• [KUTIPAN HALAMAN]
_ _ _
Emerald City

Emerald City
An Evening in Emerald City (source: personal document)

Senin, 31 Mei 2010

KOMPLiKASi Kelas 1

“Saat menulis, kesampingkanlah otak kiri.” Demikian ujar seseorang saat kami bertemu dalam workshop creative writing beberapa waktu lalu. Deskripsi otak kiri yang cenderung kuantitatif, banyak pertimbangan, mengedepankan logika dan bersifat matematis akan mengganggu seorang penulis untuk menuangkan segala ide dan gagasan dalam kepalanya. “Jangan pernah membaca karya yang sedang anda tulis sebelum karya tersebut tuntas ditulis!” Sugesti ini diucapkannya untuk membuang efek otak kiri karena akan mengkontaminasi sang penulis untuk berpikir tentang grammatical rules, plot, sudut pandang, dan hal-hal teknis lain yang dapat mengalihkan perhatian dari ide pokok dan gagasan tulisan. Meskipun sifatnya subjektif, banyak penulis – terutama pemula – menyetujui pernyataan tersebut.

Dalam menghasilkan sebuah karya kreatif, otak kiri selalu dianggap sebagai ganjalan yang harus disingkirkan terlebih dahulu. Tidak hanya dalam menulis, saat melukis, menggambar, ataupun mendisain, sang maestro akan lebih bebas berekspresi ketika tidak dihadapkan pada berbagai aturan yang mengikat. Mungkin itu pula alasan mengapa para seniman, penulis, sastrawan, pelukis, dan profesi-profesi sejenisnya lebih mengedepankan ekspresi daripada logika. Tampilan awut-awutan, rambut panjang, dan gaya eksentrik adalah abstraksi dominan dari kalangan ini.

“Maka jangan sekali-kali kau gunakan otak kirimu berlebihan, karena itu akan membuat kreatifitasmu terbelenggu dan mati!”

Otak kiri = logika = banyak pertimbangan = ribet = hitung-hitungan = matematika = pelit! Otak kiri tercitra layaknya prabu Dasamuka (Rahwana) dalam kisah Ramayana, bagai Fir’aun dalam balada Nabi Musa a.s., dan seperti Ares dalam mitologi Yunani. Ia adalah antogonis kreatifitas yang mengganggu. Maka janganlah kau mendekatinya selama kau ingin menjadi manusia kreatif.



***

“Eits…siapa bilang otak kiri tidak penting? Jangan kira akan ada arsitektur berseni tinggi jika kau tidak pernah mengenal matematika, mengenal hitung-hitungan, mengenal ribet, mengenal banyak pertimbangan, mengenal logika, dan mengenal otak kiri.”
_ _ _
• [DAFTAR]
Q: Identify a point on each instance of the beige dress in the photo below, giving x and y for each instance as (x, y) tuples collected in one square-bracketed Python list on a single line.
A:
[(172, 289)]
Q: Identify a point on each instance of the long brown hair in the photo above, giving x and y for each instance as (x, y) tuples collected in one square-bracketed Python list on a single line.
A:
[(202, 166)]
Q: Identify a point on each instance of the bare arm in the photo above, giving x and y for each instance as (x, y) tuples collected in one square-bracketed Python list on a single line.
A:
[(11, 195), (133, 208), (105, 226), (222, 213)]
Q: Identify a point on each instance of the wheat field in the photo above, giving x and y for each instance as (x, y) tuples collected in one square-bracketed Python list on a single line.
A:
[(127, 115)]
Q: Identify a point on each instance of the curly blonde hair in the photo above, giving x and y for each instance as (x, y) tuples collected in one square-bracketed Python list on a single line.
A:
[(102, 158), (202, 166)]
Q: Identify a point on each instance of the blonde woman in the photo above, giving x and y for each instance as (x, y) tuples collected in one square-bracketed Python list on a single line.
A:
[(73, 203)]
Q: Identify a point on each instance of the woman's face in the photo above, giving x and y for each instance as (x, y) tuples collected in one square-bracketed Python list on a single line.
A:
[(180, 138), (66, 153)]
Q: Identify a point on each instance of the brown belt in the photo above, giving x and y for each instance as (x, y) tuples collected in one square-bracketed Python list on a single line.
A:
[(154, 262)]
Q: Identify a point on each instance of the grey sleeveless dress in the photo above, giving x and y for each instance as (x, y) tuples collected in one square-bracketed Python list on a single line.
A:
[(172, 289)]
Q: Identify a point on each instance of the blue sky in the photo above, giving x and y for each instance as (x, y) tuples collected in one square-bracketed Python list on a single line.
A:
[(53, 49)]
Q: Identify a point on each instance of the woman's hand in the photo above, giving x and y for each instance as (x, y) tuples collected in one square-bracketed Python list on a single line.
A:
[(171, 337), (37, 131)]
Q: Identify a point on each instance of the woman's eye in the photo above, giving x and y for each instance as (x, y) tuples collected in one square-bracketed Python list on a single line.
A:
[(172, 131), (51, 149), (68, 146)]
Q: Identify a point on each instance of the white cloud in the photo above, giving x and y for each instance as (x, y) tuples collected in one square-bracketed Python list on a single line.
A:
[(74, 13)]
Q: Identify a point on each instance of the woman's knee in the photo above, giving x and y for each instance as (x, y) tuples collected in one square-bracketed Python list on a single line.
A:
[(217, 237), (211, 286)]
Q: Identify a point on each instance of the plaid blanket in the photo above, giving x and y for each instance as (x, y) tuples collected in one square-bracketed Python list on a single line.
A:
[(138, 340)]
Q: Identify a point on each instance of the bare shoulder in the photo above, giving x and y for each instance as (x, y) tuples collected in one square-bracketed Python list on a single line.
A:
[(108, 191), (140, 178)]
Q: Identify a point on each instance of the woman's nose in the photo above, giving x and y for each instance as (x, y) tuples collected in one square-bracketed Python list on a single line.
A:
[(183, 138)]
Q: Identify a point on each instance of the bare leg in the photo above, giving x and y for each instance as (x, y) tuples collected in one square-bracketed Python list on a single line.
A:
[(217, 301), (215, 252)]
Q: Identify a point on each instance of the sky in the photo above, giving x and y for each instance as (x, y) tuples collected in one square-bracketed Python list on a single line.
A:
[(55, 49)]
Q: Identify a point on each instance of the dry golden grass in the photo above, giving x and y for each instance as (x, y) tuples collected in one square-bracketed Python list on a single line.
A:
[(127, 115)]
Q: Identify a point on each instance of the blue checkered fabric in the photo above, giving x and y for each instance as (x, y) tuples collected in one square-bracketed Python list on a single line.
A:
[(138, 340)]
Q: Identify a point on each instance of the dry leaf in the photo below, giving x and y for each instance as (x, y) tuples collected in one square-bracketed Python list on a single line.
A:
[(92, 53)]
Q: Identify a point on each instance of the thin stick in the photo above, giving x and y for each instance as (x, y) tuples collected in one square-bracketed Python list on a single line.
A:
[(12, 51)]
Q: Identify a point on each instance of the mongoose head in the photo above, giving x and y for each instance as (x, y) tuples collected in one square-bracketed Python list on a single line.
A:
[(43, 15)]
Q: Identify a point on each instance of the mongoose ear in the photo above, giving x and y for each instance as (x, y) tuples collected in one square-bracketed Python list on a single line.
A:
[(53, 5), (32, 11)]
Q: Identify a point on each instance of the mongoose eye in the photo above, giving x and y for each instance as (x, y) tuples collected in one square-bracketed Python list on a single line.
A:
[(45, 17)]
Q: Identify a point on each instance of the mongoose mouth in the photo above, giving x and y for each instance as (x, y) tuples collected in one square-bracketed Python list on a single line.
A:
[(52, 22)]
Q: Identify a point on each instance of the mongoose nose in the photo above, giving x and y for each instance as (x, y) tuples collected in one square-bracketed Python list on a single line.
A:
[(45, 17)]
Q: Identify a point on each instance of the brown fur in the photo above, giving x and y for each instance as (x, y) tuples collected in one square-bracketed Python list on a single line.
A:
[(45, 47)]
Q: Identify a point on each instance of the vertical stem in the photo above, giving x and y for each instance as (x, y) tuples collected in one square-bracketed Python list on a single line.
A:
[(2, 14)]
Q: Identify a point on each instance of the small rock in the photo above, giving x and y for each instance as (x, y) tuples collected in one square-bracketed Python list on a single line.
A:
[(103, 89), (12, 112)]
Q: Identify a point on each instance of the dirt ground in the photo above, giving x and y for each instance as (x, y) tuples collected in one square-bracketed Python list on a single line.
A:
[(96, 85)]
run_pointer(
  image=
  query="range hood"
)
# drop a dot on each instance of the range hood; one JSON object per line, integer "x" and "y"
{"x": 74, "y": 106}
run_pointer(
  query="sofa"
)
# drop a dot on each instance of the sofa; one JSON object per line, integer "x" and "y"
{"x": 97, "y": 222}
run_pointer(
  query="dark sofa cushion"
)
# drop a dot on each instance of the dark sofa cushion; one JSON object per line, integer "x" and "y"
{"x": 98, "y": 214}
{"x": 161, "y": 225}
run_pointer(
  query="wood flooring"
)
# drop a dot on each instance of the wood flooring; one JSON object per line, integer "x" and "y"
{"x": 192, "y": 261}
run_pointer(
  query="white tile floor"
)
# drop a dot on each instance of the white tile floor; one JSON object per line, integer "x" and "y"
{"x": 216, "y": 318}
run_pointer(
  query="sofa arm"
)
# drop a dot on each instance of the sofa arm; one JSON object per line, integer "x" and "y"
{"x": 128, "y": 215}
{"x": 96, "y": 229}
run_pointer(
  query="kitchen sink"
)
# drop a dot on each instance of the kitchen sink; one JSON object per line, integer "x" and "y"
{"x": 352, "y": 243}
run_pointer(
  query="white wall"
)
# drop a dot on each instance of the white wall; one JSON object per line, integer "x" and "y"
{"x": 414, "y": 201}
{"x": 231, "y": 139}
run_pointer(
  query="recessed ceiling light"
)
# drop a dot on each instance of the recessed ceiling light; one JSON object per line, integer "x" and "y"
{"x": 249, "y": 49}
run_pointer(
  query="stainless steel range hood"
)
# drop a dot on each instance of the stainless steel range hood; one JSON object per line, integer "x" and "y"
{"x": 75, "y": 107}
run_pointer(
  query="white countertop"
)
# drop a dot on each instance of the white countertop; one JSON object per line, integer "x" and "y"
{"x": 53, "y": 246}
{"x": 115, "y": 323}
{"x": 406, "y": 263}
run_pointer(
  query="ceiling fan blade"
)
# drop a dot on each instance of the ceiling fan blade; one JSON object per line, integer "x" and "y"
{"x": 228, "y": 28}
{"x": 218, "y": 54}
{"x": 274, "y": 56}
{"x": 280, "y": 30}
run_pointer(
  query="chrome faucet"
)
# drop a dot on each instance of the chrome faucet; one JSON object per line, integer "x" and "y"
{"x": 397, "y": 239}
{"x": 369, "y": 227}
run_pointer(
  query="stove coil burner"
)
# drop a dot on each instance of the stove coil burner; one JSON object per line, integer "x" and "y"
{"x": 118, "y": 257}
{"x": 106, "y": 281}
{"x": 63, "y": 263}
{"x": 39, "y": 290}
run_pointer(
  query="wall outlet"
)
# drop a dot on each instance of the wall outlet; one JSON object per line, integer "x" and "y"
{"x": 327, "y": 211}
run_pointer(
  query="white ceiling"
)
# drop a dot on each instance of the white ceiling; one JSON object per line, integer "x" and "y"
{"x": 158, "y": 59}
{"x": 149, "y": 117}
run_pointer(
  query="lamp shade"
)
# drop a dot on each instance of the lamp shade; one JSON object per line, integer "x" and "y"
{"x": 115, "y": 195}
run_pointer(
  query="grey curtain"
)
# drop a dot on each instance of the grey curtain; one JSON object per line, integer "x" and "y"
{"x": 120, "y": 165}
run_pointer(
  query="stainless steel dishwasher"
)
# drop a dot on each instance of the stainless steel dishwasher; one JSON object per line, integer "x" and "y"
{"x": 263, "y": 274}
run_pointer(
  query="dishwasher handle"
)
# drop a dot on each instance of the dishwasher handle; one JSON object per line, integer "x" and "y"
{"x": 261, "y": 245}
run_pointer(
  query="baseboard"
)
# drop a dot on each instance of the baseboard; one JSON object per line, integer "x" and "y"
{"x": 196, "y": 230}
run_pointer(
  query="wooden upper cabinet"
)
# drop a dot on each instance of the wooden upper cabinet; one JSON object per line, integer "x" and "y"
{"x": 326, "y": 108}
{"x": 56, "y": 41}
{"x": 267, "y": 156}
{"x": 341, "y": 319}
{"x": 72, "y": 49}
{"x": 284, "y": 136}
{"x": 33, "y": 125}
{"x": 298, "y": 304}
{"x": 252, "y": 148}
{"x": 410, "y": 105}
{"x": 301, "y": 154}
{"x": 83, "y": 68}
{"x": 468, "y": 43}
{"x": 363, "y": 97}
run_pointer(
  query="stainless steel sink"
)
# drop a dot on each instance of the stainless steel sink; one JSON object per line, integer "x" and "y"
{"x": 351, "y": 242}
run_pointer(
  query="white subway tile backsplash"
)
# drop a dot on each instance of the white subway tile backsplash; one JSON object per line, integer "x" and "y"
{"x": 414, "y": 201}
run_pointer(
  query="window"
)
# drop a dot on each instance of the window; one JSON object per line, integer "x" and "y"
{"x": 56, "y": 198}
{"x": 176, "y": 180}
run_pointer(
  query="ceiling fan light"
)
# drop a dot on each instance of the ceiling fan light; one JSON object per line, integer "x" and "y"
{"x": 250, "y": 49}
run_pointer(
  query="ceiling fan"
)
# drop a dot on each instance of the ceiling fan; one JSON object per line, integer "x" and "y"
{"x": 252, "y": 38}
_ _ _
• [KERJAKAN INI]
Teruskan tulisan tentang otak kiri dan kreativitas mulai dari kalimat terakhirnya. Daftar itu sama sekali tidak berperan di sini.

• [HASILNYA]
Kreatif adalah jika kau mampu hidup dan berekspresi dalam berbagai keterbatasan. Maka, bukanlah kreatif jika kau berkarya tanpa batasan karena tidak ada resistensi yang kau alami. Berpikir kreatif adalah berpikir produktif dalam berbagai keadaan. Jangan kau menganggap dirimu pelaut hebat jika kau tidak pernah berlayar di samudera ganas. Jangan pula berpikir kau seorang maestro dunia jika untuk berkarya kau harus pergi ke ujung dunia dan menyepi untuk mengharap inspirasi.



Matematika pun memiliki seni dan kreatifitasnya sendiri. Dengan menggabungkan berbagai rumus presisi dan akurasi penghitungan kalkulus integral dan diferensial, logika bobot dan luas penampang, terlahirlah Sydney Opera House, Centrepoint Tower, Burj Dubai, Mezquita de Cordoba, Taipei 101, Taj Mahal, dan berbagai seni arsitektur indah lainnya. Bagaimana mungkin masterpieces itu dapat dibangun jika otak kiri ditiadakan dari manusia?

Tidak hanya arsitektur, perkembangan teknologi dan ilmu pengetahuan juga bergantung pada otak kiri. Tidak akan pernah ada kisah Apollo 11 yang berhasil membawa Neil Armstrong, Edwin Aldrin, dan Michael Collins mengunjungi bulan untuk pertama kalinya. Tidak akan ada pengamatan bintang jika Galileo Galilei tidak menciptakan teleskop refraktornya. Maka apalagi yang kau ragukan dari pentingnya otak kiri?



***

“Whus…tunggu dulu. Harus kau sadari, semua perkembangan ilmu pengetahuan dan teknologi selalu diawali dari mimpi. Ingat!”

Hanyalah mimpi yang membuat Wright bersaudara (Orville dan Wilbur) menciptakan Wright Flyer untuk menerbangkan manusia. Begitu pula penjelajahan luar angkasa. Hanyalah mimpi “menginjak” bulan yang menyebabkan manusia menciptkan Apollo 11. Satu hal yang harus kau perhatikan, mimpi sama sekali tidak berhubungan dengan otak kiri!

***

“Jangan salah…mimpi hanyalah omong kosong jika tidak ada otak kiri!”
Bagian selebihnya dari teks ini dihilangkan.